» **WORKING DATA**:

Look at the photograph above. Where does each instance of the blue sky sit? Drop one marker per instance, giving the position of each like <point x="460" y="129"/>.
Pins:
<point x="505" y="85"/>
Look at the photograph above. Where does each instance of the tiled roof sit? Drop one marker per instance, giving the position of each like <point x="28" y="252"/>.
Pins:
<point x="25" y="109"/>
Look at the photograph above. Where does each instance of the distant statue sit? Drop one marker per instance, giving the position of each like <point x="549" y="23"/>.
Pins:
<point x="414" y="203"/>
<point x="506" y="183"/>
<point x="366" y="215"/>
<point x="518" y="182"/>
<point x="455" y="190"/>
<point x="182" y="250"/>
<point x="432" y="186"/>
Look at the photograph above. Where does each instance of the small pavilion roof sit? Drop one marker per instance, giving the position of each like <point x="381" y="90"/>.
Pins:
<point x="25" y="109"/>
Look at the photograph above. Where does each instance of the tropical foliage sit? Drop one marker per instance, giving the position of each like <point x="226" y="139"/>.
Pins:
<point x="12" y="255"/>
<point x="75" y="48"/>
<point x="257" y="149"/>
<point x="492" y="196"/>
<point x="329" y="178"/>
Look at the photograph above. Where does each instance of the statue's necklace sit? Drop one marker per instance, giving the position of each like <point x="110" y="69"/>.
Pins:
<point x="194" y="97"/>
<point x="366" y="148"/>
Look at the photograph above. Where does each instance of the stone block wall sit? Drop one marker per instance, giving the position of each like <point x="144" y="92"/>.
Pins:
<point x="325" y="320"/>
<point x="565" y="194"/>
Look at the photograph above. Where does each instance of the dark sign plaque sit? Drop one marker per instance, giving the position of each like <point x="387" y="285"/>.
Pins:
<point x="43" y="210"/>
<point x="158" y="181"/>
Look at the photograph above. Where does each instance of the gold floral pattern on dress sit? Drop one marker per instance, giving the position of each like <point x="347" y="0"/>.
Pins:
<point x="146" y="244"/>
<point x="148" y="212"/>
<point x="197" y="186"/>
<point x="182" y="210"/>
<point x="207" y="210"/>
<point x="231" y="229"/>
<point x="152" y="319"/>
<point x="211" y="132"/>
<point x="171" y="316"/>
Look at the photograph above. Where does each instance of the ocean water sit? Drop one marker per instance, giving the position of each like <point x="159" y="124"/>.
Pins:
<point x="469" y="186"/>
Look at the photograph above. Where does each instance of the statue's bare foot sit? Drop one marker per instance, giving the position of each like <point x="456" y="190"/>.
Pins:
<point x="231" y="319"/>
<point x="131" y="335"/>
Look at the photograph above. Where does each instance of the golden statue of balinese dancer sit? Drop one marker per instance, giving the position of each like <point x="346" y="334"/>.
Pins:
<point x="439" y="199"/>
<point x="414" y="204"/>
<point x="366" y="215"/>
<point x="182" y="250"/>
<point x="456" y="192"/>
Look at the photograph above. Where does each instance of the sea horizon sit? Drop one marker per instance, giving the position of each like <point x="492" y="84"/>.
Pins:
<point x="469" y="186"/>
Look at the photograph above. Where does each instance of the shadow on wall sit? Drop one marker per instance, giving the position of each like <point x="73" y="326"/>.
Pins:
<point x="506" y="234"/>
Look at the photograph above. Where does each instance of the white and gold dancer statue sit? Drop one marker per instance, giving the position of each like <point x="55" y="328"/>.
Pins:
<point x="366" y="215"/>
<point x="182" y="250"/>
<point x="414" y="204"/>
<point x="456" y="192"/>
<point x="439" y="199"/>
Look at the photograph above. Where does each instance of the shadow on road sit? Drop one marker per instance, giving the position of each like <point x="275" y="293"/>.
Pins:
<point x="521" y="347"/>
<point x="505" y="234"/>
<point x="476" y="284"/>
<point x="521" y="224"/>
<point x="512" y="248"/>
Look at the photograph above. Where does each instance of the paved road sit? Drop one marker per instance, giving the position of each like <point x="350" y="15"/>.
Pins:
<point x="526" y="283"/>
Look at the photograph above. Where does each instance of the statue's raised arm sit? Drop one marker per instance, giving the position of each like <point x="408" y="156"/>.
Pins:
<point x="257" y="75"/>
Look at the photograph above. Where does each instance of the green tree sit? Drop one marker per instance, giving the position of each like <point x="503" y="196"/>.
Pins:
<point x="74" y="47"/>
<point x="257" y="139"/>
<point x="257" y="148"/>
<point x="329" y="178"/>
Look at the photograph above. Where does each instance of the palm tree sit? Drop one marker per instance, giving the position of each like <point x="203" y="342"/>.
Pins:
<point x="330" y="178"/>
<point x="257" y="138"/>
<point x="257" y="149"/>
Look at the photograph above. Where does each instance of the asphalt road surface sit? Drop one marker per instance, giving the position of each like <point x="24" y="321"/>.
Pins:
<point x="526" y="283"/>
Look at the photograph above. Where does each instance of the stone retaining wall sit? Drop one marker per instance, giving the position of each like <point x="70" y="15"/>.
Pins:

» **EXERCISE AIM**:
Print all of the material above once more, line for line and without any changes.

» **RESULT OF THIS TASK**:
Look at the photograph above. Where does each instance of the blue sky sit? Drop one marker per instance, giving the position of each like <point x="460" y="129"/>.
Pins:
<point x="505" y="85"/>
Look at the photograph above. Where does each instance of the tiled roof sit? Drop one marker per instance, giving the position of each like <point x="28" y="252"/>.
Pins:
<point x="25" y="109"/>
Look at the photograph above. Where does each instance of the distant statue sit? Drop one marker per instance, giving the position of each like <point x="549" y="23"/>.
Pins:
<point x="414" y="203"/>
<point x="506" y="183"/>
<point x="366" y="215"/>
<point x="518" y="182"/>
<point x="455" y="190"/>
<point x="182" y="250"/>
<point x="432" y="186"/>
Look at the photograph above. Where does each instance of the small pavilion roof sit? Drop one marker per instance, giving the position of each like <point x="381" y="90"/>.
Pins:
<point x="25" y="109"/>
Look at the photograph above. Where does each instance of the tropical foliage sit? Drop one marker per instance, giving the position of each like <point x="226" y="139"/>.
Pins:
<point x="12" y="255"/>
<point x="75" y="48"/>
<point x="257" y="149"/>
<point x="492" y="196"/>
<point x="329" y="178"/>
Look at the photograph above. Where does each instance of the statue's necklace sit? Drop one marker per instance, giving the position of each like <point x="110" y="69"/>.
Pins:
<point x="194" y="97"/>
<point x="366" y="148"/>
Look at the photograph above. Where does each instance of the stone block wall sit? Drop one marker per instance, giving the position of each like <point x="144" y="92"/>.
Pins:
<point x="325" y="320"/>
<point x="565" y="194"/>
Look at the photograph above. Where does each instance of the dark sign plaque sit? Drop one marker per instance, giving the position of each like <point x="387" y="285"/>.
Pins:
<point x="43" y="210"/>
<point x="158" y="181"/>
Look at the photograph above. Where does each instance of the gold floral pattern on dress sit? Drop one marker per instance, giving the position of each like <point x="347" y="0"/>.
Pins:
<point x="146" y="244"/>
<point x="148" y="212"/>
<point x="197" y="186"/>
<point x="182" y="210"/>
<point x="207" y="210"/>
<point x="231" y="229"/>
<point x="152" y="319"/>
<point x="211" y="132"/>
<point x="171" y="316"/>
Look at the photograph above. Where does each instance of the ocean water sit? Drop one marker per instance, giving the position of each like <point x="159" y="124"/>.
Pins:
<point x="469" y="186"/>
Look at the photograph above. Where does each instance of the statue's bare foot sit? Drop one marker per instance, giving the position of each like <point x="456" y="190"/>.
Pins:
<point x="231" y="319"/>
<point x="131" y="335"/>
Look at the photograph above. Where does each instance of the golden statue of balinese dancer sit? Drop one marker per instance, giving the position of each like <point x="346" y="334"/>.
Pins:
<point x="439" y="199"/>
<point x="414" y="204"/>
<point x="366" y="215"/>
<point x="182" y="250"/>
<point x="456" y="192"/>
Look at the photograph above. Where does each instance of the sea horizon sit? Drop one marker per instance, giving the position of each like <point x="492" y="84"/>.
Pins:
<point x="469" y="186"/>
Look at the photograph above. Where does each instance of the shadow on wall sit? Drop one marker per instance, giving the position of each like <point x="73" y="326"/>.
Pins:
<point x="506" y="234"/>
Look at the photograph above. Where does each instance of the white and gold dancer statue sit? Drop one marker per instance, giving the position of each like <point x="55" y="328"/>.
Pins:
<point x="366" y="215"/>
<point x="182" y="250"/>
<point x="414" y="204"/>
<point x="456" y="192"/>
<point x="439" y="199"/>
Look at the photograph above. Where does each instance of the shadow on road sit? Drop one marker per instance, giving the position of each like <point x="275" y="293"/>.
Pins:
<point x="521" y="347"/>
<point x="505" y="234"/>
<point x="476" y="284"/>
<point x="521" y="224"/>
<point x="512" y="248"/>
Look at the photograph above. Where does each instance of the paved road sit? Drop one marker per instance, giving the position of each like <point x="350" y="15"/>.
Pins:
<point x="526" y="283"/>
Look at the photograph above. Where does each instance of the statue's raised arm sit? Drop one marker per instance, giving the position of each like <point x="408" y="156"/>.
Pins:
<point x="257" y="75"/>
Look at the photograph above. Where does each instance of the green tree sit? Drop one marker per instance, giving the position of each like <point x="503" y="196"/>.
Pins:
<point x="74" y="47"/>
<point x="257" y="139"/>
<point x="257" y="148"/>
<point x="329" y="178"/>
Look at the photograph above. Where does each instance of the palm tree sit? Drop one marker per instance, giving the position of each like <point x="203" y="342"/>.
Pins:
<point x="330" y="178"/>
<point x="257" y="138"/>
<point x="257" y="149"/>
Look at the photograph above. Where does each instance of the asphalt road surface sit? Drop one marker per instance, giving the position of each like <point x="24" y="321"/>.
Pins:
<point x="526" y="283"/>
Look at the photograph above. Where does each instance of the stone retaining wall sit? Drop one marker per instance, giving the position of each like <point x="70" y="15"/>.
Pins:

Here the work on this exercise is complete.